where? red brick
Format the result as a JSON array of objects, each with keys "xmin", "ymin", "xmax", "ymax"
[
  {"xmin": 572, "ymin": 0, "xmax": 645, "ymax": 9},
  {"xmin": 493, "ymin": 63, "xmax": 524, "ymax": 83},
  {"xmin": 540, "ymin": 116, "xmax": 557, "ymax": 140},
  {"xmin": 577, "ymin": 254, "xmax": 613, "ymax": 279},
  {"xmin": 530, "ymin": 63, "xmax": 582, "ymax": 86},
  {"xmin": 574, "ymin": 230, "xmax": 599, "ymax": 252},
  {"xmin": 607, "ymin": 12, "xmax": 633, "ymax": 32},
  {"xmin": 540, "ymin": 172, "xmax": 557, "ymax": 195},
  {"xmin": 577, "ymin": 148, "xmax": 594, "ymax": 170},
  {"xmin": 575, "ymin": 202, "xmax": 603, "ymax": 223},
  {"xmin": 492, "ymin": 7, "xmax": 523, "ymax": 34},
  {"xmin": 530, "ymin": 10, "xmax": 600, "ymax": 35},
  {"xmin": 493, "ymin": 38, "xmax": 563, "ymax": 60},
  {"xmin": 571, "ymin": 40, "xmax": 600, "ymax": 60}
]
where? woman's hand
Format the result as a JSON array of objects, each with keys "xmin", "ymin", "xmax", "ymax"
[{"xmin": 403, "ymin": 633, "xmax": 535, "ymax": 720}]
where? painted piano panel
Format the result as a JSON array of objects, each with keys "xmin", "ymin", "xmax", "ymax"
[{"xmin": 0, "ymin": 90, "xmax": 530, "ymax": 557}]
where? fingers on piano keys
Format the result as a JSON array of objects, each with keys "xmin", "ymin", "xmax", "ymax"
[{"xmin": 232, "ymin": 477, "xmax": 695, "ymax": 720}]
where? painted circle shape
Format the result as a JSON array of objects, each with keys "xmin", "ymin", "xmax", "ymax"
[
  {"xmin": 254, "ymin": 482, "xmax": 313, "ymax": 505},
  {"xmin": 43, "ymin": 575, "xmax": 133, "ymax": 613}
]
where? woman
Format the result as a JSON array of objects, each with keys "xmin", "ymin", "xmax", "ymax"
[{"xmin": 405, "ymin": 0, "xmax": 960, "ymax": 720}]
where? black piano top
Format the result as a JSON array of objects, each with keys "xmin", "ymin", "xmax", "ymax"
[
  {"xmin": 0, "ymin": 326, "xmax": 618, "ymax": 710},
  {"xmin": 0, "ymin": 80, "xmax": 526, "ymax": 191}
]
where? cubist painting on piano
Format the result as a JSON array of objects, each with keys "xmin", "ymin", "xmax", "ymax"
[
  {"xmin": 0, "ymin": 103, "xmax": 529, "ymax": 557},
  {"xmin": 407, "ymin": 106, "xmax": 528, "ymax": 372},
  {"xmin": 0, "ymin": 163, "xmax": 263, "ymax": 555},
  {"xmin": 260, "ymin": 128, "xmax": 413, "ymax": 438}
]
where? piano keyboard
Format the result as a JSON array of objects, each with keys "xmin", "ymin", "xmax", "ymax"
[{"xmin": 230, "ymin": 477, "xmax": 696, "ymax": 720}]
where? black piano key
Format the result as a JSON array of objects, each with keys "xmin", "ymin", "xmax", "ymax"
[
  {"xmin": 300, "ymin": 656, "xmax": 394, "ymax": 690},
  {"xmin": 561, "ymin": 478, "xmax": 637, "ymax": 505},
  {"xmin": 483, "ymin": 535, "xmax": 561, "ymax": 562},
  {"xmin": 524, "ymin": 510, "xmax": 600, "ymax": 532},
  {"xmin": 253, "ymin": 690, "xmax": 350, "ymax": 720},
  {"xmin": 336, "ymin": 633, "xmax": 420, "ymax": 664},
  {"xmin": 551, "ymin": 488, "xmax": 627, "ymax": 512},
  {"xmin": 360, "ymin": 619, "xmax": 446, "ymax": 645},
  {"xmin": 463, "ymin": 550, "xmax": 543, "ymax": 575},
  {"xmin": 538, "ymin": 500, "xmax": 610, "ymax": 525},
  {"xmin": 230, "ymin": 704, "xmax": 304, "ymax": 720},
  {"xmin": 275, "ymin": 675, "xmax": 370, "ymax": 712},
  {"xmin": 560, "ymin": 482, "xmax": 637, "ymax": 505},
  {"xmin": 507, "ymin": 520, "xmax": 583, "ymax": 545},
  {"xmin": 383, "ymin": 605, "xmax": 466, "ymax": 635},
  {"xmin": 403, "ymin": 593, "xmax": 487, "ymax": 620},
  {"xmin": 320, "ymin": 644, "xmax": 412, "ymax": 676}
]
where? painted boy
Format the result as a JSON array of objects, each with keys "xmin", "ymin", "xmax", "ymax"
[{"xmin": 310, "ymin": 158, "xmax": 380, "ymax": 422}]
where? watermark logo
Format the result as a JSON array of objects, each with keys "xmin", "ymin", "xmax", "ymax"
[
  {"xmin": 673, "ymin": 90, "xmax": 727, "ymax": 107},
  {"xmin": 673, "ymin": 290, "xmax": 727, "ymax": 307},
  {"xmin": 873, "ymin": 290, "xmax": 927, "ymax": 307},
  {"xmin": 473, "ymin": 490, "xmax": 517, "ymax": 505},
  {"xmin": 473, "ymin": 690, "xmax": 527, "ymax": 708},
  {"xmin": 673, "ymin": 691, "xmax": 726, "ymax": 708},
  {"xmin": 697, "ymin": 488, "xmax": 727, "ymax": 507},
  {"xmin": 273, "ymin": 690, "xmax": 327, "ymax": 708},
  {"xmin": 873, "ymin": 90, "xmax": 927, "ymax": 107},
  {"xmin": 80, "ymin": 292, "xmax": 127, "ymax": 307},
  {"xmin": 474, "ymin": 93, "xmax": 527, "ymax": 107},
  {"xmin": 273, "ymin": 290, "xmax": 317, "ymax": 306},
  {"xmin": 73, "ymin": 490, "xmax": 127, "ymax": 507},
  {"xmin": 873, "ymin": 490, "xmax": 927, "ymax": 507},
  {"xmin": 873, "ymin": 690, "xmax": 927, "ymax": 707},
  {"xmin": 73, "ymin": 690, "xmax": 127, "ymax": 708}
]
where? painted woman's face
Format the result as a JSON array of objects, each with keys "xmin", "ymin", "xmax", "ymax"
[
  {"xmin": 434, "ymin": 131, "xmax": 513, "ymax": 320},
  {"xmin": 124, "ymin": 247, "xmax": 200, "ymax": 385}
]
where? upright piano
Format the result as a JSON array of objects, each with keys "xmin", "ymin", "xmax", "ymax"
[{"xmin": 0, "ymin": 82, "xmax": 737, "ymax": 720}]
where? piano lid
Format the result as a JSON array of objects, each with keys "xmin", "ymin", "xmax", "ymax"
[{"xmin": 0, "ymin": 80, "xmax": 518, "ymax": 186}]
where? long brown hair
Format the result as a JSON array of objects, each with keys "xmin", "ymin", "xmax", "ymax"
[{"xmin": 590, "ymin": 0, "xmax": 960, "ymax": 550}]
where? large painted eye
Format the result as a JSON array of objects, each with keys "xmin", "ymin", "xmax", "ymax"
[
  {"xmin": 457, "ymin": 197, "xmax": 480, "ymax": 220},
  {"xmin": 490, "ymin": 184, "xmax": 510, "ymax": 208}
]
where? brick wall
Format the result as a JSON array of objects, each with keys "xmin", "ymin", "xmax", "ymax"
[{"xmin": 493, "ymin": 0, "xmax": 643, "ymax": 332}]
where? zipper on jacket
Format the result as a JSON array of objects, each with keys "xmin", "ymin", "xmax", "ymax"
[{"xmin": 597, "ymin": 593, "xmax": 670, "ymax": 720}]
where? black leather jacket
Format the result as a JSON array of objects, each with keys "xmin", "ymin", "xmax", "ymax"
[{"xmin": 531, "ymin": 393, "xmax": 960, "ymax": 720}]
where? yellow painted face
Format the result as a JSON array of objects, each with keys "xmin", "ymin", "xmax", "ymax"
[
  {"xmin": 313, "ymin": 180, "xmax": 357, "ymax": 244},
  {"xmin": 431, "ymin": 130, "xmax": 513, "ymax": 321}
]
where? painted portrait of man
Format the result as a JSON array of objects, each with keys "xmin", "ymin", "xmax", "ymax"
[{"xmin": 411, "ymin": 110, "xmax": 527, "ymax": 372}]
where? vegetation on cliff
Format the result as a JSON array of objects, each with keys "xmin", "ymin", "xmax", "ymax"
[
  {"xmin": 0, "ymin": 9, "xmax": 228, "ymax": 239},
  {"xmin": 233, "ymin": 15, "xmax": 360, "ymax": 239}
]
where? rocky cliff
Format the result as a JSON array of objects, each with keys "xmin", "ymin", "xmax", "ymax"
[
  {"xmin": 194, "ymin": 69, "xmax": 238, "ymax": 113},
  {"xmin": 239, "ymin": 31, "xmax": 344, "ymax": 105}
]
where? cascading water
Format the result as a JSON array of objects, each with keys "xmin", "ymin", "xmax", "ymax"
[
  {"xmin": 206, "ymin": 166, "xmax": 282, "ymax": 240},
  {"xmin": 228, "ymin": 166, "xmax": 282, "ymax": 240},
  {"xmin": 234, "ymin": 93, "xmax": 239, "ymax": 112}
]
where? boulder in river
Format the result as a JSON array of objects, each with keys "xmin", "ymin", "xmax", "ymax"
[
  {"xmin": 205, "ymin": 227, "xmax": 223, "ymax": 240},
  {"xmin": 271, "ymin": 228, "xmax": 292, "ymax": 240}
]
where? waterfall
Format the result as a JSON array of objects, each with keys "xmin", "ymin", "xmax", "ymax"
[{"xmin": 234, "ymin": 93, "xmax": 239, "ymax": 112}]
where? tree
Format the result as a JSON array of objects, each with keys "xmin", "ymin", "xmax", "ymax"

### INSTRUCTIONS TO FOLLOW
Please extract the rows from the line holding "where? vegetation on cliff" through the last row above, inclusive, and reproduce them verbatim.

### RESPONSE BELOW
where? vegetation on cliff
Format the result as a JSON array of objects, each with keys "xmin", "ymin", "xmax", "ymax"
[
  {"xmin": 0, "ymin": 9, "xmax": 228, "ymax": 239},
  {"xmin": 233, "ymin": 15, "xmax": 360, "ymax": 239}
]
where? rocky cliff
Format the result as a JSON array of objects, each with keys "xmin", "ymin", "xmax", "ymax"
[
  {"xmin": 194, "ymin": 69, "xmax": 238, "ymax": 113},
  {"xmin": 239, "ymin": 31, "xmax": 344, "ymax": 105}
]
where? cascading water
Format the result as a JSON array of objects, each with keys "xmin", "ymin", "xmax", "ymax"
[
  {"xmin": 206, "ymin": 166, "xmax": 282, "ymax": 240},
  {"xmin": 228, "ymin": 166, "xmax": 282, "ymax": 240},
  {"xmin": 234, "ymin": 93, "xmax": 239, "ymax": 112}
]
where? boulder in river
Format the result as a JSON array of objects, each with keys "xmin", "ymin", "xmax", "ymax"
[
  {"xmin": 205, "ymin": 227, "xmax": 223, "ymax": 240},
  {"xmin": 271, "ymin": 228, "xmax": 292, "ymax": 240}
]
where? waterfall
Format the result as a JSON array of objects, each with keys "xmin", "ymin", "xmax", "ymax"
[{"xmin": 234, "ymin": 93, "xmax": 239, "ymax": 112}]
where? tree
Format the result as a JSON array of objects, each with keys "xmin", "ymin", "xmax", "ymax"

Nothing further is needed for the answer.